1948 Ostzonenmeisterschaft

Tournament details
- Country: Soviet occupation zone
- Teams: 10

Final positions
- Champions: SG Planitz
- Runner-up: Freiimfelde Halle
- German football championship: SG Planitz

Tournament statistics
- Matches played: 9
- Goals scored: 30 (3.33 per match)

= 1948 Ostzonenmeisterschaft =

The Ostzonenmeisterschaft 1948 (English: Championship of the Eastern Zone) was the first football championship in what was to become East Germany. It was played in a one-leg knock-out format with ten participating teams. Each of the five Länder—Mecklenburg-Vorpommern, Brandenburg, Saxony, Thuringia and Saxony-Anhalt—sent two representatives. The regional championships of Saxony, Thuringia and Saxony-Anhalt were ended after the semi-finals as by then two participants had been determined. The Ostzone champion was supposed to take part in the 1948 German championship, playing 1. FC Nürnberg in Stuttgart, but the team of SG Planitz was not allowed to travel for political reasons.

▸ THE TASKS
[a] According to the 1948 Ostzonenmeisterschaft article, which club was the Ostzone champion supposed to play in Stuttgart?
[b] Extract the passage of the 1948 Ostzonenmeisterschaft article between "Tournament details" and "(3.33 per match)", inclusive.
[c] Name every Land that, according to the 1948 Ostzonenmeisterschaft article, sent representatives to the championship.
The records were drawn from a source separate from the 1948 Ostzonenmeisterschaft article.

▸ RAW RECORDS
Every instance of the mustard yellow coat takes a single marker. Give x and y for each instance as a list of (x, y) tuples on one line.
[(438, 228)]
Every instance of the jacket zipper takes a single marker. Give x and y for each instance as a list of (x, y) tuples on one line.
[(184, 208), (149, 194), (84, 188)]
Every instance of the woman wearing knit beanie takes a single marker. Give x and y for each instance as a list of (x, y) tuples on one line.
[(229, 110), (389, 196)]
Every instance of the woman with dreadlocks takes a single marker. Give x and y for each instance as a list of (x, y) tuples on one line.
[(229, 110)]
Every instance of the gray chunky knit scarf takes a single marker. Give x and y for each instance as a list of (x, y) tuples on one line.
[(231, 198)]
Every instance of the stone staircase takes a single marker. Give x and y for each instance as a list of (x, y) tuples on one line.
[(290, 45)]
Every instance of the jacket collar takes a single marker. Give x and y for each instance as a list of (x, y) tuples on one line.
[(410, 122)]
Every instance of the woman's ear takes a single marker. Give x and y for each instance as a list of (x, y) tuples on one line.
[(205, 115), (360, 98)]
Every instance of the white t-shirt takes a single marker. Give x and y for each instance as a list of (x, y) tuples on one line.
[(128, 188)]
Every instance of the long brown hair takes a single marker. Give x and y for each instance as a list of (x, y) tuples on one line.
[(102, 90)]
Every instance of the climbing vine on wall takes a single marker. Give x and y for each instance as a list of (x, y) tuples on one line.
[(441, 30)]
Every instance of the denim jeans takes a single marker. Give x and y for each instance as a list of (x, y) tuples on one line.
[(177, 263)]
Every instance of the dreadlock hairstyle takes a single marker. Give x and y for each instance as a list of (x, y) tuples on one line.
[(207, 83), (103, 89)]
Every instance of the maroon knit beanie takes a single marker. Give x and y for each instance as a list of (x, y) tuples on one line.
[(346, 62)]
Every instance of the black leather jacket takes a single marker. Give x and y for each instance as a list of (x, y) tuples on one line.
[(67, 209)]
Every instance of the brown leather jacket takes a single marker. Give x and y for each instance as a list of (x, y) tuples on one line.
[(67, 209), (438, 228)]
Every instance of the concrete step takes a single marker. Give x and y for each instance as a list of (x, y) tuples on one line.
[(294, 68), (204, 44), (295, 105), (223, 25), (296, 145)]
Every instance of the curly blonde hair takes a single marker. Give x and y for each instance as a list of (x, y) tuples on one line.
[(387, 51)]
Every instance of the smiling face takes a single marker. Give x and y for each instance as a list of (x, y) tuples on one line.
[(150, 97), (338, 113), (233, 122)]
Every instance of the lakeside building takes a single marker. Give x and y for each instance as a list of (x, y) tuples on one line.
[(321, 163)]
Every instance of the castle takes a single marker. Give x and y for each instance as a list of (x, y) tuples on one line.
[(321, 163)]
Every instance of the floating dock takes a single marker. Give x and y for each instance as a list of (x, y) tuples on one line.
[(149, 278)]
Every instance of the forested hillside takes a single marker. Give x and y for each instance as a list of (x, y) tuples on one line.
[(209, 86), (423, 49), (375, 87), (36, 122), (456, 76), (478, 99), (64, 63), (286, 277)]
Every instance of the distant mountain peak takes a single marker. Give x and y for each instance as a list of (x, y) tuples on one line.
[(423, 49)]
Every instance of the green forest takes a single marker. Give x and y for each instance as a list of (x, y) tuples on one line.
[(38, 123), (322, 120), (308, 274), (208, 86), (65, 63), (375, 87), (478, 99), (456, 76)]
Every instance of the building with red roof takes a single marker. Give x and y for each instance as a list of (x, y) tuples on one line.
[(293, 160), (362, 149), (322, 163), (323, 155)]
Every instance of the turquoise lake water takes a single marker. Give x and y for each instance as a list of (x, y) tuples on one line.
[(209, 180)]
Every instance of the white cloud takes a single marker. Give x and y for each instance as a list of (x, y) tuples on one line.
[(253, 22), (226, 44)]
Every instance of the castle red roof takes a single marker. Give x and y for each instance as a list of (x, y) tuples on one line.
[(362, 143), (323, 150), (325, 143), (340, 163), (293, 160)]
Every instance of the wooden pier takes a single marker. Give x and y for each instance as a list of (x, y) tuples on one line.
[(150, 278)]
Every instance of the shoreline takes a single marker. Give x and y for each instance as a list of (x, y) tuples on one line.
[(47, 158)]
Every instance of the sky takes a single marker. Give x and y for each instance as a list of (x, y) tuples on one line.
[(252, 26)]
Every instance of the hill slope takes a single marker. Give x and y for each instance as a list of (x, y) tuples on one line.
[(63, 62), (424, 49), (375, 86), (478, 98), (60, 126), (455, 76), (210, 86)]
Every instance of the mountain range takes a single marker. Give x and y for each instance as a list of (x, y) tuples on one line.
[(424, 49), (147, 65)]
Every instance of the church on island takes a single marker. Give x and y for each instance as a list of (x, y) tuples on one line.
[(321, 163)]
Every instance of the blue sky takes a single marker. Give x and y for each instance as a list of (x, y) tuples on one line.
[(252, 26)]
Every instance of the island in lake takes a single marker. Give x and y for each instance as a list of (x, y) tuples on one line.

▸ TASK-BY-TASK RESULTS
[a] 1. FC Nürnberg

[b]
Tournament details
- Country: Soviet occupation zone
- Teams: 10

Final positions
- Champions: SG Planitz
- Runner-up: Freiimfelde Halle
- German football championship: SG Planitz

Tournament statistics
- Matches played: 9
- Goals scored: 30 (3.33 per match)

[c] Mecklenburg-Vorpommern, Brandenburg, Saxony, Thuringia, Saxony-Anhalt